▸ **Document section**:
The Missing Piece in Mentoring

 

Mentorship, sponsorship, advocacy… call it what you will, but it needs to go beyond the perfunctory semi-annual meeting to discuss career goals. For most people in that kind of relationship, it probably does, but does it extend to seeking, offering or accepting guidance on the way someone speaks? This is a huge factor in developing executive presence. Short of generically suggesting that someone work on his or her communication skills as is commonly referenced on the annual review, leadership communication tends to be a major missing link.

So what are some of the things to look for in the leadership communication skills in your mentee, and how can you help them work on those areas?

Communication Skills to Look For

Let’s start with content. When presenting information to senior leadership, employees frequently tend to provide too much detail – or “get lost in the weeds,” as they say. Recognize that this is often because they want to convey the thoroughness of their efforts and thought processes, and justify any findings or recommendations that they provide. Reassure them that they’ve been given the opportunity to present this work because they already have the benefit of the doubt that they are qualified and capable, and their results are trustworthy, so get to the point.

Sometimes the challenge is not the quantity of the content, but the level of diplomacy that is used – or missed, as the case may be.

On the one hand, maybe they tend to be conflict-averse, getting tongue-tied at the idea of having to confront someone directly. If so, they often need help finding the words to frame critical feedback in a way that doesn’t beat around the bush, but still allows them to prioritize their relationship without upsetting the other person.

On the other hand, they may have a reputation of being excessively blunt, and come across as unnecessarily combative or defensive. They may need help understanding how their choice of words and delivery (see below) are harmful to their short-term discussion goals and long-term career interests. Then, they will also need alternative framing suggestions to help get their point across without alienating people in the process.

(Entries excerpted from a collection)
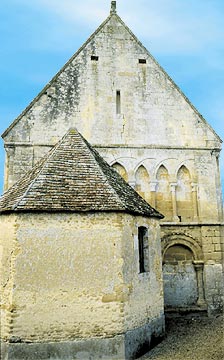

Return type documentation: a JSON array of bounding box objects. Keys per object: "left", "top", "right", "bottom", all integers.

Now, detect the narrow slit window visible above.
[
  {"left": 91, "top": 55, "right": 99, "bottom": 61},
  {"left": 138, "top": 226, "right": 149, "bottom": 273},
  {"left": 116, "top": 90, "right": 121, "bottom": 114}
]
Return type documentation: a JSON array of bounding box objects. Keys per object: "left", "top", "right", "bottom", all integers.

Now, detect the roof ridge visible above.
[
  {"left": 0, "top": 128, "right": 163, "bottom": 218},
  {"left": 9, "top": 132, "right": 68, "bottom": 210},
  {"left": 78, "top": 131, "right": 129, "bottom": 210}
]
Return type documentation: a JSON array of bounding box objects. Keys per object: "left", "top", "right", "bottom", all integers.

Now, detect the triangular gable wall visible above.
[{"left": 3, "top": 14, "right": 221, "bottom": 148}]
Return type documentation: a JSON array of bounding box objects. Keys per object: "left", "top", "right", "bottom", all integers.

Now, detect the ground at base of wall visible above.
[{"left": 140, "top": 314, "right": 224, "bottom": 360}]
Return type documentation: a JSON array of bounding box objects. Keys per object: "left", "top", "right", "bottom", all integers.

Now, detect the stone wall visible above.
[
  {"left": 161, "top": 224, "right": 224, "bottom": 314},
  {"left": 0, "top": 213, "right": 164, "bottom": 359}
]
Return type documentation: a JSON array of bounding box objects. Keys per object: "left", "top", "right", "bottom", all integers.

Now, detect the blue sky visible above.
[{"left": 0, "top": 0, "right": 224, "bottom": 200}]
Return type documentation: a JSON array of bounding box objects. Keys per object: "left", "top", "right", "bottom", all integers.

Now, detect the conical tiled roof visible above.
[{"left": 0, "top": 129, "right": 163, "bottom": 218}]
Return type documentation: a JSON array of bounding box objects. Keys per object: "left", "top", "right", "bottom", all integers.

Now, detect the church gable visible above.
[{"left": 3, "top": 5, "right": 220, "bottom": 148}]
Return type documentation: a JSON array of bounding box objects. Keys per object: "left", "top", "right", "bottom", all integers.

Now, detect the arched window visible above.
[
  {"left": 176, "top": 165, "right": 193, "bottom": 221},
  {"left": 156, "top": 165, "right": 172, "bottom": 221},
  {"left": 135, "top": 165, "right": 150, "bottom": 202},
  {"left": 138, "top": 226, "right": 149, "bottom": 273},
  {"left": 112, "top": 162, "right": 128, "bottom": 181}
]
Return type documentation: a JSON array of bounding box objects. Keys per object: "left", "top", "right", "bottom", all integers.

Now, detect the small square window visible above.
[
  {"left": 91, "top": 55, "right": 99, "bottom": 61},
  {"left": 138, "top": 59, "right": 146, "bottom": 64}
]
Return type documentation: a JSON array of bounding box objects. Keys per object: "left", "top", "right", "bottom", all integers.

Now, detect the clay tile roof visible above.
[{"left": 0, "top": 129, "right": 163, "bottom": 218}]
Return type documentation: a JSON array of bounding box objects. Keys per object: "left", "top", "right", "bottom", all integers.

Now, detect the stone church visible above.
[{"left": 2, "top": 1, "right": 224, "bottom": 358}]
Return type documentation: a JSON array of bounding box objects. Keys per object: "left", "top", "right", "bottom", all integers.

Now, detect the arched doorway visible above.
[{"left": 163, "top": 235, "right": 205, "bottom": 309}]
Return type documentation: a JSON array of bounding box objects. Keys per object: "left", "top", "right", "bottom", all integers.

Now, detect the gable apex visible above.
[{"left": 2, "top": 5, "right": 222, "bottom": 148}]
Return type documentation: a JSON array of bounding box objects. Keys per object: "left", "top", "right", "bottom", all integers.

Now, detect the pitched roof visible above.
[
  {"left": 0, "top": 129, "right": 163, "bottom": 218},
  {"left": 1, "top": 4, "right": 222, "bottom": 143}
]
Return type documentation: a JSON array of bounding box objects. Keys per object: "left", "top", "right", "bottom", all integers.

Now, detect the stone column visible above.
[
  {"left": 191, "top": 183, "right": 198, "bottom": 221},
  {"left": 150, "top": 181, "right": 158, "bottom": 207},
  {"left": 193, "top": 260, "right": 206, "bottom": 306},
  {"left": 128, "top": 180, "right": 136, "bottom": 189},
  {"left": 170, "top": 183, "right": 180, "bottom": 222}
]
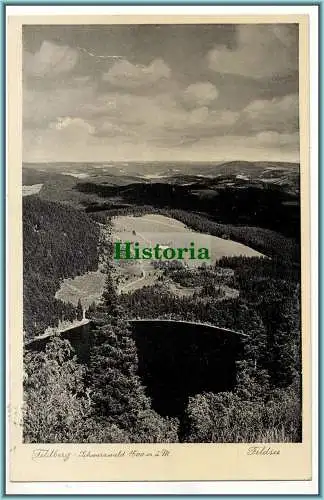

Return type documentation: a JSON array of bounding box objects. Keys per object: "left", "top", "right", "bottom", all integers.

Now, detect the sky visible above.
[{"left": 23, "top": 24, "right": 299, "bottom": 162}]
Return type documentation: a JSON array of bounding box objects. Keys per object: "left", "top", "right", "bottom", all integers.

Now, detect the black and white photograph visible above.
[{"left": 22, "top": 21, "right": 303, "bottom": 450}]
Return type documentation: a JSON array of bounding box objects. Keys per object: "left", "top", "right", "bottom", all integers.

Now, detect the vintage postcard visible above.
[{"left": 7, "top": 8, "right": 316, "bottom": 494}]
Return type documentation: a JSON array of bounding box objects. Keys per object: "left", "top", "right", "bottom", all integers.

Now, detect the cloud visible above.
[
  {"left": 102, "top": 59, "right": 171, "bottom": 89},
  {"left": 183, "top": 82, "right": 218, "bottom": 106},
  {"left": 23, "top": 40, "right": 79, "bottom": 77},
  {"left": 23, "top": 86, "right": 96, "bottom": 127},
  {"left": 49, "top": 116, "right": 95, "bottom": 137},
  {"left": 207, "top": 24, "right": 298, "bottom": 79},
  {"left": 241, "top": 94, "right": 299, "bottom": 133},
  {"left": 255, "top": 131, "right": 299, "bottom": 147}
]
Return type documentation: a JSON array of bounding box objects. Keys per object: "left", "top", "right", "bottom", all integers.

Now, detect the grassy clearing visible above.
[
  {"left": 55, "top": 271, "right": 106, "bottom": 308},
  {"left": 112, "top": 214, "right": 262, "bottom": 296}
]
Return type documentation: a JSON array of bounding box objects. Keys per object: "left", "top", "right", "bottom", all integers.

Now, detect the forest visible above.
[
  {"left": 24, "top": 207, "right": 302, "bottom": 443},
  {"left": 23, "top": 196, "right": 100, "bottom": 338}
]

▸ **Exercise tasks**:
1. Filter the entries, retaining only the lines in which the word "stone" appears.
2. Continue the passage on mentoring, picking up right after its final sentence.
The passage on mentoring and the entries bear no relation to one another.

▸ **Responses in order**:
1.
Now, detect the stone wall visible above.
Now, detect the stone church visible above.
Now, detect the stone column visible above.

2.
Getting more into the delivery, the ability to show poise and “grace under fire” are often demonstrated by how they control the pace of their speech. Does it sound like one giant run-on sentence? When speakers can articulate their thoughts in finite sentences, like when writing, they sound more in control. They “own” their material. Even if they are fast talkers, something as simple as remembering to pause, just for a second after each point, allows the listeners’ brains to catch up with their ears and digest the last point.

Another problem is that modern social patterns have popularized a bad habit known as “up-speak” or “up-talk,” which is where people sound like they’re always asking a question? At the ends of all their phrases and sentences? Even when they’re not? Which gets really annoying, you know?

The irony is that most people don’t realize when they do it – and it is just as prevalent in men as in women, and in Baby Boomers as in Millennials, contrary to popular belief. It doesn’t even sound like they are interested in what they’re saying… and if their own content doesn’t interest them first, why would it interest anyone else?

So if you are mentoring someone, formally or informally, start listening for some of these patterns. Neglecting to address these issues can undermine all the helpful and well-intended guidance you are otherwise offering.

And if you really want to challenge yourself, remember that taking steps to improve the effectiveness of your own leadership communication is mentoring by example.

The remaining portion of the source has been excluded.